GitHub - SuvarnaNarayanan/migrator: dead simple SQL migration manager

3 min read Original article ↗

I often see myself reaching out to ORM's just because they 'happen' to make migrations easier. Flyway and the like required me to install stuff that I didn't want to spend time on.

intro

Features:

⭐ Migration table is decoupled from the actual database and is maintained in a separate sqlite db. Anytime anyone complains about why their migration isn't working - just copy and send the sqlite db over.

⭐ Zero installation, just download the binary apt for your hardware - here.

⭐ Multi-platform support - windows, linux.

⭐ Language Agnostic - doesn't matter what your application code is.

Usage

There's six commands 

1. init (i) - create initial config files
2. generate (g) - create a SQL file 
3. makemigrations (mm) - prime the SQL files
4. migrate (m) - actually execute the SQL files
5. fake - set the SQL files as migrated without actual execution of SQL
6. help

$ migrator init

Creates a migrations directory if not found - this holds all the SQL files to be migrated.

Creates a sample migrations.config.yaml file that needs to be altered before any other commands could be run.

migrations.config.yaml

migration:
    dbname: migrations
    tablename: migrations
    dir: migrations
targetdb:
    driver: sqlite | mysql | postgres
    datasource: ""
    username: "" // optional - not of any significance
    password: "" // optional - not of any significance

Make sure that the value for datasource is a valid connection string.

for example:

... postgres
datasource: host=<host> port=<port> user=<user> password=<password> dbname=<dbname> sslmode=disable  
...

for more info - check https://pkg.go.dev/github.com/lib/pq

...sqlite
datasource: <path to db> 
...

...mysql
datasource: user:password@/dbname
...

_Extracted records_.

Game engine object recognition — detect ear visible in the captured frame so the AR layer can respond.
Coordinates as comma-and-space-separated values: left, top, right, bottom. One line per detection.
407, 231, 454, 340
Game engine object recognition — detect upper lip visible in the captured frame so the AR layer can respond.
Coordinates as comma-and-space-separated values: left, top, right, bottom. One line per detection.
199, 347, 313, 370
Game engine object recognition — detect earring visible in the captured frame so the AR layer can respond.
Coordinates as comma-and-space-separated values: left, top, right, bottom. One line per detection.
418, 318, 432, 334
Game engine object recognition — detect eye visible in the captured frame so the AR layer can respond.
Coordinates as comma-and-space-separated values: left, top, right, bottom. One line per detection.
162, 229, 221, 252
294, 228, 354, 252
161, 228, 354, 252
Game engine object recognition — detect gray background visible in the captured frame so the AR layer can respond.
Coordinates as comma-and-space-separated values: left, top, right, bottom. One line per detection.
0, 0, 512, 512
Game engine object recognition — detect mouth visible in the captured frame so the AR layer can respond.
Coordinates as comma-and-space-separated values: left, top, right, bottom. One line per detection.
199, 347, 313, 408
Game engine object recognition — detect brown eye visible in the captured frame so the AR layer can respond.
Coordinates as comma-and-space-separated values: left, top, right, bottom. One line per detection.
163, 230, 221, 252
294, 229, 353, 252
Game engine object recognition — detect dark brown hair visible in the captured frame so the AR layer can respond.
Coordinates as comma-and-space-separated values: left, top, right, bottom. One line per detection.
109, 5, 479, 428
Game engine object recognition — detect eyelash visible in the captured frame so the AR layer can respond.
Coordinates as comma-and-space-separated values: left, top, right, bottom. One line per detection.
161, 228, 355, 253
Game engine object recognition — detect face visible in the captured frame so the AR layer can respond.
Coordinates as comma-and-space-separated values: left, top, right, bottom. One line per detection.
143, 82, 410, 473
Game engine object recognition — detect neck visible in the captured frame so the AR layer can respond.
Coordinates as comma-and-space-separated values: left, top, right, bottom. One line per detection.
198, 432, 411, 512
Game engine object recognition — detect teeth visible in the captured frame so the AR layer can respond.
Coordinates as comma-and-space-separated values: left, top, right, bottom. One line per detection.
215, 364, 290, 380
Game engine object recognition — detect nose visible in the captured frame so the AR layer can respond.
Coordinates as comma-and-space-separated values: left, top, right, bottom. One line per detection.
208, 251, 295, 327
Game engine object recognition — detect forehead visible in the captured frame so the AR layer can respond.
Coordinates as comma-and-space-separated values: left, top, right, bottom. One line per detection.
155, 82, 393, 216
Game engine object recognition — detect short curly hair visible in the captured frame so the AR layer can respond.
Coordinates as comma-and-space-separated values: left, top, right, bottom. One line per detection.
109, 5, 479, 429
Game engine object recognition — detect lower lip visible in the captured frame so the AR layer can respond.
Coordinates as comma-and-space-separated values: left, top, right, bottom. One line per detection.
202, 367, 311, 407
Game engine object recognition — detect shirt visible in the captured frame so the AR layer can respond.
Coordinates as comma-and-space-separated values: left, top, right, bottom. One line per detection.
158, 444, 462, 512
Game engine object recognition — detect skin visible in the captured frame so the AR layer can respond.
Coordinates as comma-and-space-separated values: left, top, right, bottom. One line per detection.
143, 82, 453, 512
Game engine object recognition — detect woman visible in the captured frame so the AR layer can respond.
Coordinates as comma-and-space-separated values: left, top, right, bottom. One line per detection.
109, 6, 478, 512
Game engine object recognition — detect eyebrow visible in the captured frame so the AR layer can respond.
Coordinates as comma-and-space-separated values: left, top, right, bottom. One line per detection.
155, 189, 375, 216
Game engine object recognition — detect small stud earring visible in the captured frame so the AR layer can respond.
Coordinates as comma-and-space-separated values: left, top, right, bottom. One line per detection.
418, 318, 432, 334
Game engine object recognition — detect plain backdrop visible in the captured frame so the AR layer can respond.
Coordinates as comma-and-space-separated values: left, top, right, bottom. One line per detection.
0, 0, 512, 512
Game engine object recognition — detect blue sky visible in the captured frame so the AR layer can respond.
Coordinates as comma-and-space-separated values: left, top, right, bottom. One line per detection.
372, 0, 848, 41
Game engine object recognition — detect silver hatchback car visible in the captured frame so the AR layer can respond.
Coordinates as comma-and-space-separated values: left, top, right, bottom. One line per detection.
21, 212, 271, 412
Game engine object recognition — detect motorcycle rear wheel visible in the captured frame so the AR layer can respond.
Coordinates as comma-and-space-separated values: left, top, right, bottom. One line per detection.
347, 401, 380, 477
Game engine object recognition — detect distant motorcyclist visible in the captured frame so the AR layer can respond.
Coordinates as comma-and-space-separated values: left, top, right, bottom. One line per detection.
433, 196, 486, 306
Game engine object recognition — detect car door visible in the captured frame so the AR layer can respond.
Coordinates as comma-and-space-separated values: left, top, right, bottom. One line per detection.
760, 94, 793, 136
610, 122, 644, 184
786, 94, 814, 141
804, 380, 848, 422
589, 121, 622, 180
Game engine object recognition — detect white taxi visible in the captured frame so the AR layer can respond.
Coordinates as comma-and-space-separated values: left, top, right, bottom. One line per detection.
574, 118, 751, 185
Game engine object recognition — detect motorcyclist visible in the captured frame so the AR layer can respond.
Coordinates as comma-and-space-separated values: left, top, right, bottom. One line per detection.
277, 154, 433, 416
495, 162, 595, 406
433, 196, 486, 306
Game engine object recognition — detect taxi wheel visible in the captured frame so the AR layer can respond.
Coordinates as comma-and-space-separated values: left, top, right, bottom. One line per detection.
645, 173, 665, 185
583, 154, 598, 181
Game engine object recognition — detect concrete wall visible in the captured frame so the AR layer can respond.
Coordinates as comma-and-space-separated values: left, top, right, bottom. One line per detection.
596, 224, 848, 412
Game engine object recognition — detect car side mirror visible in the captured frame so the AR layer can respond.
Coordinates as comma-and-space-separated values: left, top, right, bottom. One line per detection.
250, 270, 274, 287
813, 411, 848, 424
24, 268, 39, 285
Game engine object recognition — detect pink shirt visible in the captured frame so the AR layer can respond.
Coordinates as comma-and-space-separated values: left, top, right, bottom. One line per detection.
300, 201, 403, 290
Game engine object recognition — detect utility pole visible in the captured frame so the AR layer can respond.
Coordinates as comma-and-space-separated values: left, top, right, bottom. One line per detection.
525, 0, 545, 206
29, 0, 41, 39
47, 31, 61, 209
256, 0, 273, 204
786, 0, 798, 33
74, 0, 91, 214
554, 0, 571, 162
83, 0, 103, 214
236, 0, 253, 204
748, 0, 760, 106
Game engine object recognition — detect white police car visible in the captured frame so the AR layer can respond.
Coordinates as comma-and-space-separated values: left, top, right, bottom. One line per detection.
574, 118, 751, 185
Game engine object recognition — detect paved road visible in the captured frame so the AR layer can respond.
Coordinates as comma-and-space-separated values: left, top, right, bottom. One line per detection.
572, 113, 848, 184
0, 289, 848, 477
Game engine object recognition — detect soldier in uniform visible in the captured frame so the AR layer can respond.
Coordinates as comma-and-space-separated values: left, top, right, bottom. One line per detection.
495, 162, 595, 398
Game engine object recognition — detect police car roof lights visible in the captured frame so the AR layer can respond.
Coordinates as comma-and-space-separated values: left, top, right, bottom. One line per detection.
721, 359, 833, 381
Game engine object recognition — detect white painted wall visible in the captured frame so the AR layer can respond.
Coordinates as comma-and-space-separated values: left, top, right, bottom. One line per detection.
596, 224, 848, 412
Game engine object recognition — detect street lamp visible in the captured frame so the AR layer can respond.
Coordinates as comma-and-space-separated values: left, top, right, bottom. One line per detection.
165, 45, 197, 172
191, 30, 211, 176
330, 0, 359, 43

_What the task asks_. Carry on the migrator README from where it stops, after the mysql datasource example.

_Output below_.
for more info - check https://pkg.go.dev/github.com/go-sql-driver/mysql

$ migrator generate

Generate a valid SQL file to use with migrator. SQL files to be used with migrator needs to be named correctly.

The format is as follows:

ID_DBOPERATION_DESCRIPTOR

ID: incrementing number
DB-OPERATION: db operation - CREATE, UPDATE, DELETE
DESCRIPTOR: short description of the operation

example: 1_CREATE_PERSON.sql

generate command looks for the last entry in migrations table and generates an appropriate id, incremented 1 from it.

This command also inserts the record into the migrations table.

$ migrator makemigrations

Read all SQL files in the migrations directory and enters a record for each in the migration table with status as PENDING.

The status can be either COMPLETED, PENDING, FAILED.

$ migrator migrate

Executes the SQL files in PENDING/FAILED state in migration table.

$ migrator fake

Fakes the pending migrations by setting the status as COMPLETED without actually executing any SQL.

FAQ's

How do I integrate this with an existing system?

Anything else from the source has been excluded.